**What is being asked:**
If a line in the entries below includes "call", show that line.

**Collected data:**
----------------

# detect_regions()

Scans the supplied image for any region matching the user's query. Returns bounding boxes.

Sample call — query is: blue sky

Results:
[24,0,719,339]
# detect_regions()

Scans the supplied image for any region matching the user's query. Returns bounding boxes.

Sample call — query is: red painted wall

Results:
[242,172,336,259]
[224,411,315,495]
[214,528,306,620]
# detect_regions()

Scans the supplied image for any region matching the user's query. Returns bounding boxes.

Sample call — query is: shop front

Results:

----------------

**Response box:**
Sample call — query is: blue sky
Sample call — query is: red painted wall
Sample call — query is: shop front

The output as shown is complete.